> _PROBLEM TO WORK ON_:
Transcribe the listing that follows in full, omitting pictures.

> _MATERIAL SHOWN_:
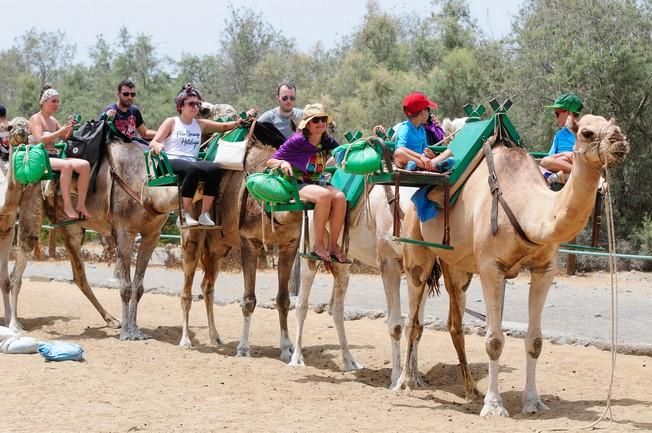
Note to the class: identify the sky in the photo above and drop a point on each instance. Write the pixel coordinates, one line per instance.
(194, 27)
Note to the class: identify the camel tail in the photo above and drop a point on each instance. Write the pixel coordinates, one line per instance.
(433, 279)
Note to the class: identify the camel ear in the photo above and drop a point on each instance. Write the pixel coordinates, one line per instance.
(572, 124)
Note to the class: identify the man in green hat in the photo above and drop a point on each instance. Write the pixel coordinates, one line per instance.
(560, 157)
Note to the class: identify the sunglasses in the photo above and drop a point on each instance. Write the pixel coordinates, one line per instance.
(323, 119)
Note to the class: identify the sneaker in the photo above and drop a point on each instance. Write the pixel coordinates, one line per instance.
(190, 221)
(205, 220)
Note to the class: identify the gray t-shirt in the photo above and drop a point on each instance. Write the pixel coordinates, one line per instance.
(283, 124)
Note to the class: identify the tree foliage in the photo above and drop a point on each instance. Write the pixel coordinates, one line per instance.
(598, 49)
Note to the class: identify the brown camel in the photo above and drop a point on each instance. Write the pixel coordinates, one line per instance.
(114, 213)
(547, 220)
(240, 217)
(11, 193)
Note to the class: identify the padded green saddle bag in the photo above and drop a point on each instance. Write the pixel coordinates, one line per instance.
(30, 163)
(361, 158)
(269, 187)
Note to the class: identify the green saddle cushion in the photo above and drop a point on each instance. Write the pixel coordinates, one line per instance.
(361, 158)
(30, 163)
(269, 187)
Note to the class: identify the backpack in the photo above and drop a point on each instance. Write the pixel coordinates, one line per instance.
(29, 162)
(87, 142)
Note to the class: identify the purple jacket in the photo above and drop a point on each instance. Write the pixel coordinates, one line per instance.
(305, 157)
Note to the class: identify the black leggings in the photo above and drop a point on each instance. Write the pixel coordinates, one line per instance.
(192, 172)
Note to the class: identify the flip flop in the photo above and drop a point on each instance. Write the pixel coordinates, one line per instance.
(314, 256)
(337, 259)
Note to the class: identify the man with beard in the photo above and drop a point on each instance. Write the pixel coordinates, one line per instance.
(126, 115)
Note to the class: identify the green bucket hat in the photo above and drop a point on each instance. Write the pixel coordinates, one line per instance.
(568, 101)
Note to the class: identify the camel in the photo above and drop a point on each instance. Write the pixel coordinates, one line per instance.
(370, 244)
(115, 213)
(240, 217)
(552, 218)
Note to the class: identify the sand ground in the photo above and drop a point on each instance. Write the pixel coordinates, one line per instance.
(155, 386)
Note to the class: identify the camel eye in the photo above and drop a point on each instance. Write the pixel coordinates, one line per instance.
(587, 133)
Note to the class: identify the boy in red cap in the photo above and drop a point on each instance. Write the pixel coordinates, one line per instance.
(411, 142)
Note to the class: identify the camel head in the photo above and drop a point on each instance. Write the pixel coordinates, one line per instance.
(599, 139)
(18, 131)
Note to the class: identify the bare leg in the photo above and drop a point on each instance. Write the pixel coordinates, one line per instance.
(83, 168)
(65, 180)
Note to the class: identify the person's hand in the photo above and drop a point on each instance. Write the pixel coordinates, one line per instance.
(379, 128)
(252, 113)
(286, 168)
(156, 147)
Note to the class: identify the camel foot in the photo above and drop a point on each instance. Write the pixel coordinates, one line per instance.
(351, 365)
(16, 326)
(243, 351)
(297, 359)
(286, 353)
(185, 343)
(133, 335)
(472, 394)
(494, 408)
(112, 322)
(534, 406)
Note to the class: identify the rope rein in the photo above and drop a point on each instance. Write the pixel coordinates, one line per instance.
(607, 414)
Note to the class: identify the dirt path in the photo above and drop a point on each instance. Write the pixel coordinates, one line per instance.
(154, 386)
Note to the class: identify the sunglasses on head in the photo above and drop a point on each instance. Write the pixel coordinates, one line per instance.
(323, 119)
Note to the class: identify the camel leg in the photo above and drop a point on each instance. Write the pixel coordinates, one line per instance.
(341, 276)
(309, 270)
(6, 238)
(457, 282)
(493, 287)
(286, 253)
(390, 271)
(249, 250)
(214, 252)
(72, 239)
(418, 265)
(192, 249)
(539, 286)
(128, 291)
(145, 250)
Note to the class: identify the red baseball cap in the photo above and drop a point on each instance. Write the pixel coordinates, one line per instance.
(415, 102)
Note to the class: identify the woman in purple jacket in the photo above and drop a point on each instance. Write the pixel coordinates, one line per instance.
(306, 152)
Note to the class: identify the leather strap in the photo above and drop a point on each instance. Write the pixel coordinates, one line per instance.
(497, 197)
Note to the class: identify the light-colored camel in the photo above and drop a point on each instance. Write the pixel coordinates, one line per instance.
(114, 213)
(247, 227)
(370, 243)
(11, 193)
(547, 219)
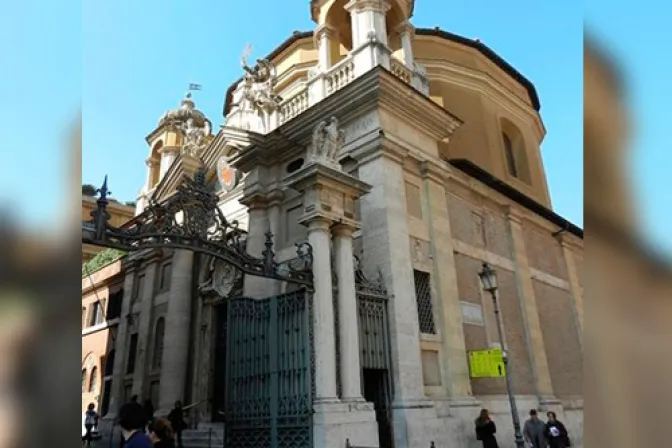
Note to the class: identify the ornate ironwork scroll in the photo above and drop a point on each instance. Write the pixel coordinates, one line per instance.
(269, 375)
(191, 219)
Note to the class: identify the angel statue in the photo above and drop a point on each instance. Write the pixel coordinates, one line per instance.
(328, 139)
(259, 82)
(193, 136)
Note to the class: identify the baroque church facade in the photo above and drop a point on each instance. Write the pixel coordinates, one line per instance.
(405, 157)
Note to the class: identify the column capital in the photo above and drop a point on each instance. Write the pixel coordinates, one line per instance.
(325, 31)
(317, 223)
(345, 229)
(432, 171)
(405, 27)
(275, 198)
(380, 6)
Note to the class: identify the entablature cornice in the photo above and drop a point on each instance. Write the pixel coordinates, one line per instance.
(454, 74)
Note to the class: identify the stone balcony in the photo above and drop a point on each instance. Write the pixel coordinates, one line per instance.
(321, 84)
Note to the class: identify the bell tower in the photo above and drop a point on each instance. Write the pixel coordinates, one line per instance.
(167, 141)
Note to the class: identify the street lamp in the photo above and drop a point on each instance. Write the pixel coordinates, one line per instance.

> _REPLY_:
Note to the class: identify the sky in the photo above and drop a point on each instance. Write the pixel coordinates, one line per instance.
(194, 27)
Note to the class: identify the camel tail in the photo above and drop a point on each instance. Write the pixel coordinates, one line per instance.
(433, 279)
Note to the class: identify the camel ear in the photo above and drop a point on each instance. Write the pixel coordinates, one line per instance.
(572, 124)
Note to the class: identify the man in green hat in the photo above and drop a point on each instance. Write the pixel coordinates, one line per instance.
(560, 157)
Note to the class: identify the sunglasses in the photo above and drop a point on each instance. Write the pixel coordinates, one line per instance.
(323, 119)
Note to the class: identify the sneaker in the photo above and drop a point on each instance. Write the pixel coordinates, one line per instance.
(190, 221)
(205, 220)
Note to the class: identify the gray t-shirt in the photo above and drop a point on each instance. Write the pixel coordinates, one line per instance.
(283, 124)
Note to the class: identify the tree foliage in the photo above and drop a point on each instance. Write the pixel coordinates, one line per instance.
(598, 49)
Note to the class: identify the brown camel in the photo above and drop a point on each instance. Write the pixel coordinates, one line per instance.
(114, 213)
(547, 220)
(240, 217)
(11, 193)
Note to the class: identify the padded green saddle bag in the photo above and drop a point on each instance. Write the pixel coordinates, one line per instance.
(30, 163)
(361, 158)
(269, 187)
Note to the class: identify the green saddle cushion in the photo above and drop a point on each instance. Write the pixel coordinates, one line per instance.
(361, 158)
(30, 163)
(269, 187)
Note to the class: identify the backpack in the photo above and drop a point on each instance. Write the pixel coordinates, one line per instance.
(29, 162)
(87, 142)
Note to the class: identify the purple jacket in the photo above and drop a point on each instance. Write the pixel coordinates, one line per instance.
(305, 157)
Note to the class: identify the black leggings in the photo above and drop a point on each instance. Write the pixel coordinates, one line per instance.
(192, 172)
Note to the class: identify the flip flop in the photo above and drop a point on each instance. Write the pixel coordinates, one line per instance.
(314, 256)
(337, 259)
Note to the class: identify the man with beard in the photo above and drop a point on each instance. Write the pixel coordinates, one line per instance.
(126, 115)
Note to the class: identify the green bucket hat in the photo above and drop a point on each instance. Write the pixel coordinates, one line per instance.
(568, 101)
Note to the class: identify the camel in the photo above and drop a point on each instance. Write the pixel coordinates, one line per instance.
(370, 244)
(115, 213)
(240, 217)
(552, 218)
Note to the class: identify the sand ground in the photo above and drop a point on each instance. Write the pixel coordinates, one line per instance.
(155, 386)
Note to the class: identify the camel eye in the photo above and drop a point on each instance. Write the pixel coordinates, one line per instance.
(587, 133)
Note to the class: identify the boy in red cap in the photo above and drop a point on each instance. Write the pixel coordinates, one line per instance.
(411, 142)
Note to the class: identify the camel head in the photo above and drop a point on each instance. Write the pixel coordinates, one line per instance.
(599, 139)
(18, 131)
Note to the class: identify the bare leg in the photo above and drop a point on each instance. Write the pixel coordinates, one line per instance.
(83, 168)
(65, 180)
Note to the class: identify the person's hand in the photo above and drop a point on each instance. Write the pixel coordinates, one line per instance.
(379, 128)
(252, 113)
(286, 168)
(156, 147)
Note to the class: identify the camel foot in the photo above and drop a point on each instance. Write the pixel coordinates, one line per instance.
(351, 365)
(16, 326)
(243, 351)
(297, 359)
(286, 353)
(185, 343)
(133, 335)
(472, 394)
(494, 408)
(112, 322)
(534, 406)
Note to the class: identify the rope rein in the photo above and drop a point on each instance. Write the pixel coordinates, one line per instance.
(607, 414)
Note to the class: identify the dirt path in the photo above and drop a point on each instance. Write the pixel coordinates, one line per instance.
(154, 386)
Note to the class: identify the sunglasses on head in the photo above and drop a point on each instance. Write the pixel coordinates, one line per instance.
(323, 119)
Note to the class: identify the camel leg in the photo above and drop a point on each instance. Write the pixel coordinates, one line per instance.
(341, 276)
(309, 270)
(6, 238)
(457, 282)
(493, 287)
(286, 253)
(390, 271)
(249, 250)
(214, 252)
(72, 239)
(418, 265)
(192, 249)
(539, 286)
(128, 291)
(145, 250)
Note to the class: identify the red baseball cap in the photo above and drop a point on each instance. Write the pixel coordinates, one line per instance.
(415, 102)
Note to the class: identify the woman in purple jacket in the photo above and drop a point on each instance. Write the pixel coordinates, one line per instance.
(306, 152)
Note to the class: identify the leather strap in the photo above and drop a point on each instance. Write the pixel coordinates, one line per instance.
(497, 197)
Note to the class: identify the light-colored camel in the photo above and drop a point on each instance. Write the pixel coordinates, one line per instance.
(114, 213)
(247, 227)
(370, 243)
(11, 193)
(547, 219)
Note to the class: identify the ornate ironwork scroll in the photo above and drop a point on each instance. Write the pixel coordinates, one line per instance.
(269, 375)
(191, 219)
Note to the class: identify the angel statue in the photo above and drop a point on each instance. Write the pixel coordinates, one line per instance.
(328, 139)
(259, 82)
(193, 136)
Note to the class: identify the baroque church facade in the photo above and drop a point on each instance. Write the pixel coordinates, one line per instance.
(405, 157)
Note to the class: identify the column capital in the photo above and drop a point on each instance. Write the pixel coordinates, one line per instance.
(325, 31)
(317, 223)
(345, 229)
(432, 171)
(405, 27)
(275, 198)
(380, 6)
Note to the class: identify the entablature cornice in the photo above and drop a point on each instance. Write the pixel coordinates, one line per instance.
(454, 74)
Note to the class: identify the stone balcony in the photo above and drop a point on each instance. Write the pixel coordinates, one line per instance.
(321, 84)
Note to the class: identify the bell tower in the photo above and drop a point on each instance. Write the pixel coordinates, one line per instance.
(167, 141)
Note to the class: identify the street lamp in the photo above and drop a point on each instance. Write the pixel coordinates, one line per instance.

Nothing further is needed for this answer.